Ralph Peterson, 1962-2021

Ralph Peterson

Zu den unschönen Gewohnheiten in unserer kleinen Welt gehört es, bei Gelegenheit die Vergangenheit des Genres für vergangen zu erklären.
Und den Begriff Jazz gleich mit.
Zum Glück setzen aber solche Gegenwartsduseleien das 1. Jazz-Axiom nicht außer Kraft, das da lautet:
Der Jazz ist immer auch sein Gegenteil!
Die traurige Nachricht gibt die Chance, noch einmal Geschichten zu hören, die nicht den Lauf der Jazzhistorie geändert haben, die nicht in den Toplisten des Genres auftauchen, die einfach nur die Tugenden dessen auskosten, was man zutreffenderweise Jazz nennt.
Also, legen wir beispielsweise „V“ auf, den Einstieg von Ralph Peterson mit seinem Quintett bei Blue Note, im April 1988.
Hardbop vom „Fackelträger der Jazz Messengers“ (Jazziz) - obwohl wir den Traditionsbewahrer hier in einer ausgesprochenen Tony Williams-Phase erleben.
Herrschaften, was ist hier los! Wer kann sich einem solchen Sog entziehen?

**Zu erledigen**
Kannst du aus dem Text über Ralph Peterson die Stelle wortgetreu kopieren, die bei den Worten „Die traurige Nachricht“ beginnt und nach „zutreffenderweise Jazz nennt.“ aufhört?

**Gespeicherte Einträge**

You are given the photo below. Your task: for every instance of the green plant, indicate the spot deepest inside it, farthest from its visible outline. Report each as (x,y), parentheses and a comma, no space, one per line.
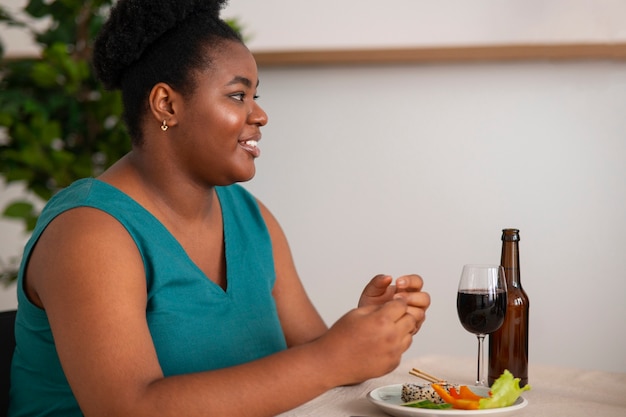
(57,122)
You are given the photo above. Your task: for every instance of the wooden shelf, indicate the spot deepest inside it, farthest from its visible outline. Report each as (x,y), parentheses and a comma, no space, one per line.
(557,52)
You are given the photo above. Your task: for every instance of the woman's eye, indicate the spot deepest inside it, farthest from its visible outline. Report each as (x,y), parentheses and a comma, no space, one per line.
(242,96)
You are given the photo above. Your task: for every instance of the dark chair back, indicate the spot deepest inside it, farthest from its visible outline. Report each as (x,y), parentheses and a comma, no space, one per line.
(7,345)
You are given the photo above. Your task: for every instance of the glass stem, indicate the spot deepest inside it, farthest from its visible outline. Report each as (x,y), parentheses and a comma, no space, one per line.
(480,379)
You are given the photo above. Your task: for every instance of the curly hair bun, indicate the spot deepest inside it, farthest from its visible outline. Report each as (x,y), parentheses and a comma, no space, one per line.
(135,24)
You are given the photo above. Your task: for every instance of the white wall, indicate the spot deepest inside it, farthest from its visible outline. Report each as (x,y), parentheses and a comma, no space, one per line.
(417,168)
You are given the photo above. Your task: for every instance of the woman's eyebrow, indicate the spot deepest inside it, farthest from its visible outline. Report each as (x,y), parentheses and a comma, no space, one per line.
(238,79)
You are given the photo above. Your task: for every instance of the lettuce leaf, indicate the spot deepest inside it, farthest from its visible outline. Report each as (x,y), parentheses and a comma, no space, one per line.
(504,392)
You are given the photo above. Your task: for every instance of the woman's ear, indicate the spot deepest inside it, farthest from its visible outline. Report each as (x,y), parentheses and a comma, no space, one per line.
(162,104)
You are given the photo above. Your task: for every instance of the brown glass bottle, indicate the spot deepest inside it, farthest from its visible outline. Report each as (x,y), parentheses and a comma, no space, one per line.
(508,346)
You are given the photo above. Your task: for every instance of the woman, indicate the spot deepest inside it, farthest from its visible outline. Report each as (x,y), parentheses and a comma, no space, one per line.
(163,288)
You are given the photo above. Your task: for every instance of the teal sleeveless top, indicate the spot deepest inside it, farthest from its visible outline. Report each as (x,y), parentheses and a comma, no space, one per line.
(195,324)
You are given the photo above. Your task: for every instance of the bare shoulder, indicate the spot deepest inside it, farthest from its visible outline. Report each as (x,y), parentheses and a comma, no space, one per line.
(77,250)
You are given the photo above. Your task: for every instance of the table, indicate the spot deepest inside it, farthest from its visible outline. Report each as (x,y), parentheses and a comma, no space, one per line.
(555,392)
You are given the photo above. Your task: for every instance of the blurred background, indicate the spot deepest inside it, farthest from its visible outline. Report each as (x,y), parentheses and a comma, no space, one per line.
(417,167)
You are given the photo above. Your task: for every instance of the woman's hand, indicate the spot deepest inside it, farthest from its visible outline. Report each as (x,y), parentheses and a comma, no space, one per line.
(367,342)
(408,287)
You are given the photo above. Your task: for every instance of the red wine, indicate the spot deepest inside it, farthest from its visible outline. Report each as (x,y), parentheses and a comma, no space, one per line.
(481,312)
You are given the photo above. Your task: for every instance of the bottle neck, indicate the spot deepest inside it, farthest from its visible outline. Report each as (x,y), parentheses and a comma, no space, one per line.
(510,262)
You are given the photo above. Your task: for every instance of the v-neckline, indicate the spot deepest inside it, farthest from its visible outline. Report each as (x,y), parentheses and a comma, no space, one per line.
(180,247)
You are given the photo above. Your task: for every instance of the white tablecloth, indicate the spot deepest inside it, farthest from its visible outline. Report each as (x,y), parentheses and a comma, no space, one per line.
(555,391)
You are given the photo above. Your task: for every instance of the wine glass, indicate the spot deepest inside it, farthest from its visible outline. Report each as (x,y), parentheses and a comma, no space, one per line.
(481,304)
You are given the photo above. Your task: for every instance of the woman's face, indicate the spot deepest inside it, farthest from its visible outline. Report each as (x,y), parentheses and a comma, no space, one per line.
(219,127)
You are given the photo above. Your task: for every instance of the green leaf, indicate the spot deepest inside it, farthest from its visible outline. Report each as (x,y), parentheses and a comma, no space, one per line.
(19,209)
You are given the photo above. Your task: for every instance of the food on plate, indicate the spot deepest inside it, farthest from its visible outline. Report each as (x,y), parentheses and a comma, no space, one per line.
(419,392)
(503,393)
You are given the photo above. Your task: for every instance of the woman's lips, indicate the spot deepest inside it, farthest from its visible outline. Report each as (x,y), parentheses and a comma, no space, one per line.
(251,146)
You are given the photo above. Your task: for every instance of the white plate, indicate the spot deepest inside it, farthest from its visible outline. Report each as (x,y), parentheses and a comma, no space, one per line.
(388,399)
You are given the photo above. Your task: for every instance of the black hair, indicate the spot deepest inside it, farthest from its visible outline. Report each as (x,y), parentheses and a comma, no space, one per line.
(145,42)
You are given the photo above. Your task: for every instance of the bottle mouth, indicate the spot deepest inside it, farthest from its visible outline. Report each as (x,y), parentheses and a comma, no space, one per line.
(510,235)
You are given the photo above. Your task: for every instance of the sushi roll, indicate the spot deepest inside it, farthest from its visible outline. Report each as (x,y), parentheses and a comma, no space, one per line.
(418,392)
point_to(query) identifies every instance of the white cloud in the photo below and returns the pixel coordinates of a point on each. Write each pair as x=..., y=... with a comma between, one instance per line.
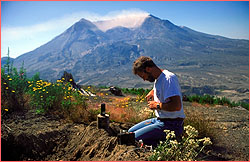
x=125, y=18
x=45, y=31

**Gelöste Aufgabe**
Die traurige Nachricht gibt die Chance, noch einmal Geschichten zu hören, die nicht den Lauf der Jazzhistorie geändert haben, die nicht in den Toplisten des Genres auftauchen, die einfach nur die Tugenden dessen auskosten, was man zutreffenderweise Jazz nennt.